====== SOURCE DATA ======

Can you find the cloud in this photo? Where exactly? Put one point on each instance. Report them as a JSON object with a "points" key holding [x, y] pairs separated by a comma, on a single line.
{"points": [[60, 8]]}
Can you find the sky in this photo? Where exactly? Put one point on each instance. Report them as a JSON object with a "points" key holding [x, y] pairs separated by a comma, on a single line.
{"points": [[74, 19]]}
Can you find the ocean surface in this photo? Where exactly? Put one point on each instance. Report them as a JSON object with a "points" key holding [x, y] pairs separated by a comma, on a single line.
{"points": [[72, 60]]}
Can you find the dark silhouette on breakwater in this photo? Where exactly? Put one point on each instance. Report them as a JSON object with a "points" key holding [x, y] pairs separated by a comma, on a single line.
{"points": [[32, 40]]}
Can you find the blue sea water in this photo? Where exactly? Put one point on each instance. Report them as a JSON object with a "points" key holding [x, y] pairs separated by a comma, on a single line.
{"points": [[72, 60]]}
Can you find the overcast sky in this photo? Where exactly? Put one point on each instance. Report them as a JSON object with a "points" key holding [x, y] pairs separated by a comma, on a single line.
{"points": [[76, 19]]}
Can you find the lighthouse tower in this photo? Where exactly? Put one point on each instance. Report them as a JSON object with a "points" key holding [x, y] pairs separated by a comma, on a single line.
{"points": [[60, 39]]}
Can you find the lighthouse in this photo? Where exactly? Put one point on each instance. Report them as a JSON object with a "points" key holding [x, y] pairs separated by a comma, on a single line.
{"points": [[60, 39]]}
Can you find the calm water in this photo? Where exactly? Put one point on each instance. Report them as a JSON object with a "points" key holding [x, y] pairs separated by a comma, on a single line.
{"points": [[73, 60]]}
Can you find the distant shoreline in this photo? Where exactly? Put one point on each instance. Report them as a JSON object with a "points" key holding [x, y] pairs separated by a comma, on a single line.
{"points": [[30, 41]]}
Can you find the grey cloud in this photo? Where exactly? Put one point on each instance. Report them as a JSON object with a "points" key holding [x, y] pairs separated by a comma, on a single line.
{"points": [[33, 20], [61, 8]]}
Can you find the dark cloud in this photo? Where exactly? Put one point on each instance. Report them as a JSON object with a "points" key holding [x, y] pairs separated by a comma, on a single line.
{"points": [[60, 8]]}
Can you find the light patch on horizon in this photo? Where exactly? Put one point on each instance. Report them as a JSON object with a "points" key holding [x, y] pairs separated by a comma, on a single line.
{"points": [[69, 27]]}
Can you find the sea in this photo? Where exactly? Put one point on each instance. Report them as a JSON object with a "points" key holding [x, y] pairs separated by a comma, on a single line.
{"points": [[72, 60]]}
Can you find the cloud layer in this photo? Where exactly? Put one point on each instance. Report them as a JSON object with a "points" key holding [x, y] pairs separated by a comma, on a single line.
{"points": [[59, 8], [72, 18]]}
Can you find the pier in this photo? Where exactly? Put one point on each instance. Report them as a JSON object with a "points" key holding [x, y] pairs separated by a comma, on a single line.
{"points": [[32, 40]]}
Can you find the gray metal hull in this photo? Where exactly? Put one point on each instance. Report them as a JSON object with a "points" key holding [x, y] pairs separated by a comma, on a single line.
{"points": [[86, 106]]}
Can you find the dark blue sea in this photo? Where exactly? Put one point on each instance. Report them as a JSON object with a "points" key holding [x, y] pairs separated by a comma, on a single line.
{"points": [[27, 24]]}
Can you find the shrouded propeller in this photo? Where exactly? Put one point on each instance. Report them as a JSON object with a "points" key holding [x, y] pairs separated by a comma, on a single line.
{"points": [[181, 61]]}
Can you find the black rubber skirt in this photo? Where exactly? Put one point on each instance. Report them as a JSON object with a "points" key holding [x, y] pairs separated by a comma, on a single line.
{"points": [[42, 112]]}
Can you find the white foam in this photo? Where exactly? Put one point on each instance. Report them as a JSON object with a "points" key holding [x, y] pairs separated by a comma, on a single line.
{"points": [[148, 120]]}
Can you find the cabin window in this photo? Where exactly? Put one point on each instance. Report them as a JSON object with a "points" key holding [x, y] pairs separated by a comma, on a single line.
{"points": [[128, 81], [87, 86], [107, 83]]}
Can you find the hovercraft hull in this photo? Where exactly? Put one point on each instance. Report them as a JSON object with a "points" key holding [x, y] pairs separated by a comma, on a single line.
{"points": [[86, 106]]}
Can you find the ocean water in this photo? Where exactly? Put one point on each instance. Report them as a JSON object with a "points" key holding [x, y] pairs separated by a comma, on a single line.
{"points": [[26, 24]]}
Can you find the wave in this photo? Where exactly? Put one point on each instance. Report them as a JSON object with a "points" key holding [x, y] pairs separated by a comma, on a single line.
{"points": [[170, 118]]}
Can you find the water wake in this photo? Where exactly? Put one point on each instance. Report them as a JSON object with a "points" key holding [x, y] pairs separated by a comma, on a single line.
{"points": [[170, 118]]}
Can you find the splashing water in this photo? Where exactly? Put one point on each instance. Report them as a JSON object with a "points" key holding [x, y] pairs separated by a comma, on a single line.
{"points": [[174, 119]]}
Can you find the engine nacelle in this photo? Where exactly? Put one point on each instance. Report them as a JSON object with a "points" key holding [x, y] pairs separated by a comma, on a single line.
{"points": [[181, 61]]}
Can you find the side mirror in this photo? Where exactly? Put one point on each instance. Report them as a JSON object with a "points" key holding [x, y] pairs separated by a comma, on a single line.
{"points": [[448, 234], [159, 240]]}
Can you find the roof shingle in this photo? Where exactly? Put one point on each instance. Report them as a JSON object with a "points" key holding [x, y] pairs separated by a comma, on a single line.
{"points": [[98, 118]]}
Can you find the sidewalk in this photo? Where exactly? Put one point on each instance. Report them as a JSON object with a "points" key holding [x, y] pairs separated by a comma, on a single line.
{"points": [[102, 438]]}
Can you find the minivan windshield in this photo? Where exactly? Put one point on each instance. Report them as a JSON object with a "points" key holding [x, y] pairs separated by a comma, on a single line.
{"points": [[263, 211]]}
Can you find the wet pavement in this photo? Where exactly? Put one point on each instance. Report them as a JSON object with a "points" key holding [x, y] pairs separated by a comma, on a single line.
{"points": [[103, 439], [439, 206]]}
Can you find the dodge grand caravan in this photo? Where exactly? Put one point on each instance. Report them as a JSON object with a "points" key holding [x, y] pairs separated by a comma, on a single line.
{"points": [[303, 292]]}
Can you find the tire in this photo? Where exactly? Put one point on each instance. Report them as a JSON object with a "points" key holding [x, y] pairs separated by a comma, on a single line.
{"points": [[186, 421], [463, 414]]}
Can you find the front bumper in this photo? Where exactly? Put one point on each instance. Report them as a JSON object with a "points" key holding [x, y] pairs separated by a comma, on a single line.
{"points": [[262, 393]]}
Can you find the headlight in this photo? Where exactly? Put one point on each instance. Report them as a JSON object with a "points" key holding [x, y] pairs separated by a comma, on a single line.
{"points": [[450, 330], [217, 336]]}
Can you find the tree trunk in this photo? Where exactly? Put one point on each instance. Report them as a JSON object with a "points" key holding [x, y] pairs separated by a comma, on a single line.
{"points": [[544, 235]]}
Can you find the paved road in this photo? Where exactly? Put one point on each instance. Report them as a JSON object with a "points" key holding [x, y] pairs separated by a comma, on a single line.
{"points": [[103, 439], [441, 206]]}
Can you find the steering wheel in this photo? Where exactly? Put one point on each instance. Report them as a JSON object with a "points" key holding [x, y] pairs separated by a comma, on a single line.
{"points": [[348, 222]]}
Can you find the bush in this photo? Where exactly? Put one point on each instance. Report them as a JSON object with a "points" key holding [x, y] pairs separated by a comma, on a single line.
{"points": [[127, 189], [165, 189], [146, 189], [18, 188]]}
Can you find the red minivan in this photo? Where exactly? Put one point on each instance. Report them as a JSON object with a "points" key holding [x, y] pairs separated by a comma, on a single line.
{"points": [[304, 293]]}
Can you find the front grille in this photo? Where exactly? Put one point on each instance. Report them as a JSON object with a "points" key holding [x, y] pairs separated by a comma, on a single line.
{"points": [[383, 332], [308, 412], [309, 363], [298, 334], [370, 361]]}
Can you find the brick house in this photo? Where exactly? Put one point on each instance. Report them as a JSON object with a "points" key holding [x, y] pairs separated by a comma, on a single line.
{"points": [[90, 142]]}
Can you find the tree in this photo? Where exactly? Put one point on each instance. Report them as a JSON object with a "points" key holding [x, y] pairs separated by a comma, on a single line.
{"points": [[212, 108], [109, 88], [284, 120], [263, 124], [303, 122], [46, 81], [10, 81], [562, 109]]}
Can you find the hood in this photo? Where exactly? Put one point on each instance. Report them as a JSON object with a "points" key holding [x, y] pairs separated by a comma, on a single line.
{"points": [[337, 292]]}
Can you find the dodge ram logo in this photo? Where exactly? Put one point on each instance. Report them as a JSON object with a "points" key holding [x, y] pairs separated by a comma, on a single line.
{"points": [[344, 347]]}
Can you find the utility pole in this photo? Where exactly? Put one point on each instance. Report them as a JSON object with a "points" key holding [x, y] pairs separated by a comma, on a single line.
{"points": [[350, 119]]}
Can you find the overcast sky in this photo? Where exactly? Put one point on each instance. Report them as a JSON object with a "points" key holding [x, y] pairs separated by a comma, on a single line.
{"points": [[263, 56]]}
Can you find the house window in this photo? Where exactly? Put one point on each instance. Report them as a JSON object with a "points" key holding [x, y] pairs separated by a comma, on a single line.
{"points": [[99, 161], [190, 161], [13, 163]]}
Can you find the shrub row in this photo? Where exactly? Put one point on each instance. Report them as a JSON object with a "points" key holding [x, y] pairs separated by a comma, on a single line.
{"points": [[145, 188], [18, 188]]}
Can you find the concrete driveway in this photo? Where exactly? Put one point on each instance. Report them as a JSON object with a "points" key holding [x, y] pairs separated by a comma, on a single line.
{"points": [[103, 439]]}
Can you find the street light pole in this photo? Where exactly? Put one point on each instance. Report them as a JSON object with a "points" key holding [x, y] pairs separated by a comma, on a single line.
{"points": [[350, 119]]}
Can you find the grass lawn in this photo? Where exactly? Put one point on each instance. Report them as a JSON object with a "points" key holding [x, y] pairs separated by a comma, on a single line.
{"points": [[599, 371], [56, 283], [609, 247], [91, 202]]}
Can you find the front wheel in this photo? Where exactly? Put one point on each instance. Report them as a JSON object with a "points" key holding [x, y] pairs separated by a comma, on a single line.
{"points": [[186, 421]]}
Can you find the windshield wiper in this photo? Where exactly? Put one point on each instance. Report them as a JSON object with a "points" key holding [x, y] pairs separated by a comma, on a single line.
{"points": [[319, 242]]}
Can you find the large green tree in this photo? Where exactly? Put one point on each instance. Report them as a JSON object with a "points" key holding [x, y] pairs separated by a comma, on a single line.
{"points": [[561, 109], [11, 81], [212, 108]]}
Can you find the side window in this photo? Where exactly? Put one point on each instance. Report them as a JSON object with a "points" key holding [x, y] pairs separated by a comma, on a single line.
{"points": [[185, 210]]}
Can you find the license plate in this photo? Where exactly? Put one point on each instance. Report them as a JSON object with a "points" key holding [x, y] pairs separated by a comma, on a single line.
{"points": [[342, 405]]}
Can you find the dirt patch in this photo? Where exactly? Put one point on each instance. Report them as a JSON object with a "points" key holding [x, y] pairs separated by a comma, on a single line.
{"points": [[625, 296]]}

======

• _ASSIGNMENT_:
Copy over exactly the lines above from the one with "Can you find the dirt" to the last, both included, and no others.

• _ANSWER SPACE_:
Can you find the dirt patch in this photo? Where exactly? Put one point on each instance. Report them as a JSON object with a "points" key holding [x, y] pairs separated by a comma, on a single line.
{"points": [[625, 296]]}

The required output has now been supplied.